start Data for this exercise
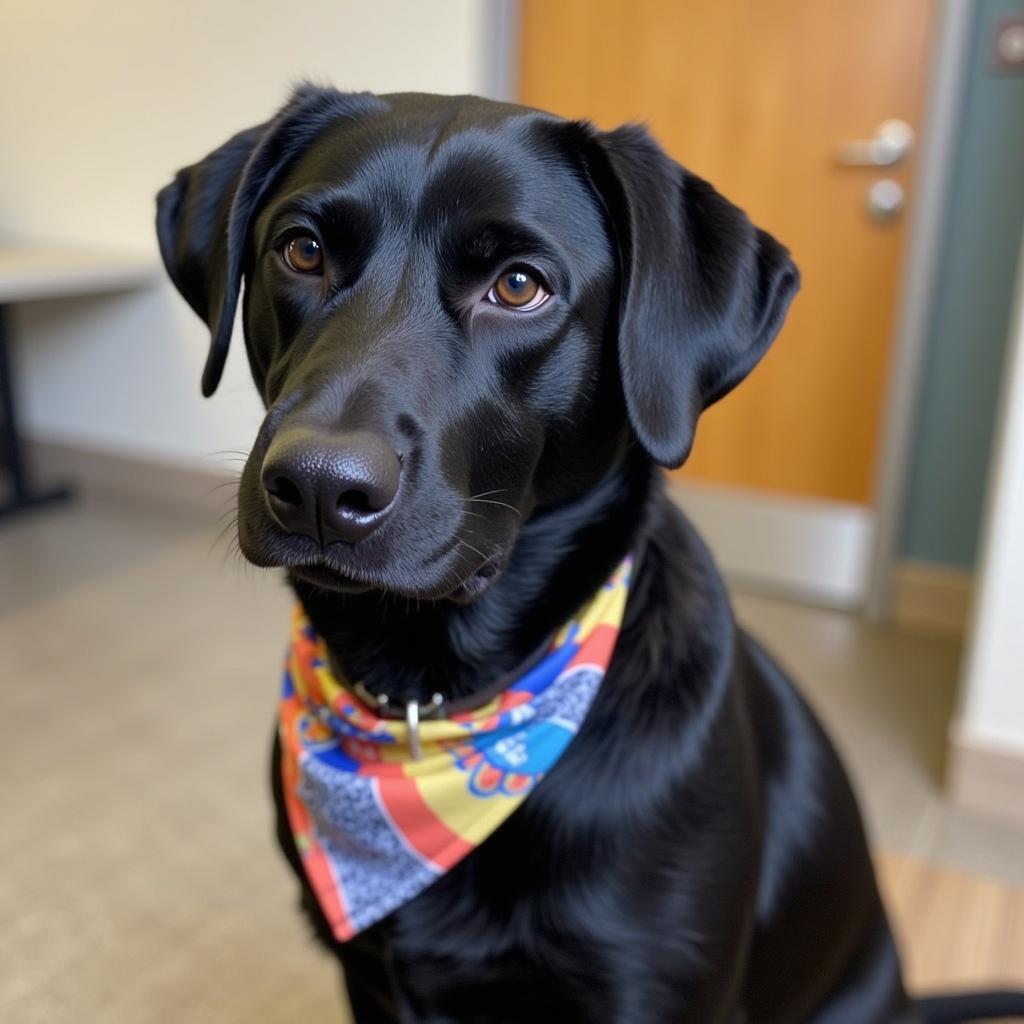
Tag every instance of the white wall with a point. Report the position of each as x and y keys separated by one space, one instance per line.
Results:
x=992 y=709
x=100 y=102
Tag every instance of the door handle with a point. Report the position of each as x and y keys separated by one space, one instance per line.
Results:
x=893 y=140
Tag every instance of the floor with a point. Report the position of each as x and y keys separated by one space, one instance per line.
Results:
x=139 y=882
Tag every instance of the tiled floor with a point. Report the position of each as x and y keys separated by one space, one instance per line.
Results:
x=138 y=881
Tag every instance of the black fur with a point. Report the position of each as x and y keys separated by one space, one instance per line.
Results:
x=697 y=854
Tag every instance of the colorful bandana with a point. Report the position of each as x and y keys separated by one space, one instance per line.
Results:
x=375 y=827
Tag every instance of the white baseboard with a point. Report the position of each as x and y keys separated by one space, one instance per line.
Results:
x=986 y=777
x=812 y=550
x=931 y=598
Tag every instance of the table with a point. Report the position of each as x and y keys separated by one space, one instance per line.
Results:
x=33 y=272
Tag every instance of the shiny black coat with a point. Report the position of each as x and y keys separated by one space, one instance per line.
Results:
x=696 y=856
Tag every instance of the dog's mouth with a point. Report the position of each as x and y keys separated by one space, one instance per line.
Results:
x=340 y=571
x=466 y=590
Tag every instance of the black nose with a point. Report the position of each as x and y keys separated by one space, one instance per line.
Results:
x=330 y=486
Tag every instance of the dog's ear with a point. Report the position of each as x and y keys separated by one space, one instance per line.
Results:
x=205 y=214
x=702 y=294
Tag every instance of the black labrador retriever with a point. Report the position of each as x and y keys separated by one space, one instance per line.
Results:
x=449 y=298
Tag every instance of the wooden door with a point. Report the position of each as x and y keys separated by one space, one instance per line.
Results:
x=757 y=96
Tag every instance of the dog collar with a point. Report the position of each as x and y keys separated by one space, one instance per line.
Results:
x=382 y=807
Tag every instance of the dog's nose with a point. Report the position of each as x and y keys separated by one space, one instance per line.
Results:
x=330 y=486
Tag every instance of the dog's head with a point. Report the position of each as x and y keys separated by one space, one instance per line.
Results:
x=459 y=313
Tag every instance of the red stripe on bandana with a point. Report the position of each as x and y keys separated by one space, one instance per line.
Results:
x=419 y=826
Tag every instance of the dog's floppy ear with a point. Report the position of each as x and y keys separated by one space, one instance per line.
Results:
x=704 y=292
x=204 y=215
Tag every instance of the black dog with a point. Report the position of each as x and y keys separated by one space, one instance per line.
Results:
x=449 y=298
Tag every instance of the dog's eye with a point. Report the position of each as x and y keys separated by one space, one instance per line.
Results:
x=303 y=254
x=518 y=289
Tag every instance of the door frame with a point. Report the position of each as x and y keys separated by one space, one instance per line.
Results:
end Data for this exercise
start Data for this exercise
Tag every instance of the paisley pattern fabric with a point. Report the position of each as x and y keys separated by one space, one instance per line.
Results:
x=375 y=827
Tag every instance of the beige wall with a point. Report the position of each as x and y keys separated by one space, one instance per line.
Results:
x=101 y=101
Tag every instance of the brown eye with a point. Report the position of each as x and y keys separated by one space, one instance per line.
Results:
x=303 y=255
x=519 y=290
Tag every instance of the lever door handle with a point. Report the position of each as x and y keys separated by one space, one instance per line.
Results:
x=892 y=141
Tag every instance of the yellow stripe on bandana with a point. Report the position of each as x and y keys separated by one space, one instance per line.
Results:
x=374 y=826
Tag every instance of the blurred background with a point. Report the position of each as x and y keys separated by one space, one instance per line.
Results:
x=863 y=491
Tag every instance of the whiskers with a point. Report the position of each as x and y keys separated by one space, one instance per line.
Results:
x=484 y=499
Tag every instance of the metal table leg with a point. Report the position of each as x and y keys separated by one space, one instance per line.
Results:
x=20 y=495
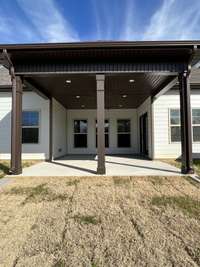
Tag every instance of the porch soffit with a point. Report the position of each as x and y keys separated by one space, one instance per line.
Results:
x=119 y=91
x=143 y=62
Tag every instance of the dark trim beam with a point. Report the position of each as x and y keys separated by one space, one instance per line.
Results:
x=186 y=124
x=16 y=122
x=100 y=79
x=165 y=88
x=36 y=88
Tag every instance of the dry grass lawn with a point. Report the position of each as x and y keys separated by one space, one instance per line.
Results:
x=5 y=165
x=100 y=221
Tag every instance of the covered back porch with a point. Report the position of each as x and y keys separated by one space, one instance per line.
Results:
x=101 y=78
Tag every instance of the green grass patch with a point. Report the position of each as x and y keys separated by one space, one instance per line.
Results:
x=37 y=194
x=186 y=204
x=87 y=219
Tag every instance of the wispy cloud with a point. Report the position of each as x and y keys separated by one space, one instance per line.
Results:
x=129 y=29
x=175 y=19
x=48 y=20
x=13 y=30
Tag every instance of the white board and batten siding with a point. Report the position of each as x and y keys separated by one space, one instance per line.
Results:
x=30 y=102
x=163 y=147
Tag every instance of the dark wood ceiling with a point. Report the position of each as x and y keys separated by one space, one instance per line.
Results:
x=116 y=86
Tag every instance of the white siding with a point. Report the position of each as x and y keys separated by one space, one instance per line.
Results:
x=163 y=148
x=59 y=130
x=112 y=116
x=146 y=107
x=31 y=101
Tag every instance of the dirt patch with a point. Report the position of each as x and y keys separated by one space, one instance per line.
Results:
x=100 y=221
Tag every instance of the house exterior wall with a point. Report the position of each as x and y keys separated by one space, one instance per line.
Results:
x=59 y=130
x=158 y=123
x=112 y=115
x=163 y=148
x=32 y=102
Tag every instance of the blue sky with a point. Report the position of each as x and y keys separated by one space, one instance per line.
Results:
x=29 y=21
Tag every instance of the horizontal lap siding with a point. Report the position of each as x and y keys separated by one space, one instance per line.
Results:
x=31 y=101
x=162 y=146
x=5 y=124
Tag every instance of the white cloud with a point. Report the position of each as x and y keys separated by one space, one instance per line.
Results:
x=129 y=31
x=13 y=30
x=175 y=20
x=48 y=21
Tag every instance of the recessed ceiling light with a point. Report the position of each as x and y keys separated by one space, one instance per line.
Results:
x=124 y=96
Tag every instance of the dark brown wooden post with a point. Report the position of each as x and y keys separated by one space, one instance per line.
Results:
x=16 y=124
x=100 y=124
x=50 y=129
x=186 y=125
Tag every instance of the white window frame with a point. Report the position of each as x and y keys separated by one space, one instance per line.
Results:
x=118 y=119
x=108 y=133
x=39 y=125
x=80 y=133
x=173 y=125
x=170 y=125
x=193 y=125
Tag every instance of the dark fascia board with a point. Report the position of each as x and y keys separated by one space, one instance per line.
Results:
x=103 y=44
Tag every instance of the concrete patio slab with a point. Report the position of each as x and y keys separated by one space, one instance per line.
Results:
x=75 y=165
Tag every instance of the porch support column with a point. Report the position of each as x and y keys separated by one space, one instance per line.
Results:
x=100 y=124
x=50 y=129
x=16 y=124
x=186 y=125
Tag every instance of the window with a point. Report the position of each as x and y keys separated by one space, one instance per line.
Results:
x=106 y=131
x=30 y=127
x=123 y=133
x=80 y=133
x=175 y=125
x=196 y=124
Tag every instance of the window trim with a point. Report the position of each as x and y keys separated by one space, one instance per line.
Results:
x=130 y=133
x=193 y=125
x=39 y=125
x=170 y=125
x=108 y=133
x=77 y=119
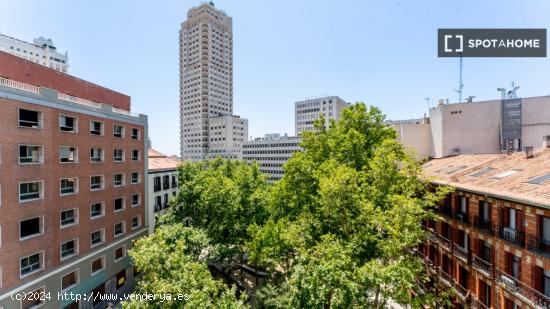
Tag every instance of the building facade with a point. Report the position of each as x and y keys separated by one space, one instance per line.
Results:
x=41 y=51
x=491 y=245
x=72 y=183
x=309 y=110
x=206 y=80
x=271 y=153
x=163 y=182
end Data for this exercise
start Data for this exercise
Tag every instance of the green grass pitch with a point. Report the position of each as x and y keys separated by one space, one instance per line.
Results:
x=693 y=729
end Data for this exercise
§ **What the task asks**
Extract the data starting at the line containing "Tag every instance of the window with" and ending at the line containing "x=196 y=124", and reproduce those lines unchanged.

§ **Full solution**
Tag every instance of the window with a point. Report the position of each as x and y keys separated by one space, one instance per line.
Results:
x=106 y=131
x=30 y=127
x=123 y=133
x=80 y=133
x=175 y=125
x=196 y=124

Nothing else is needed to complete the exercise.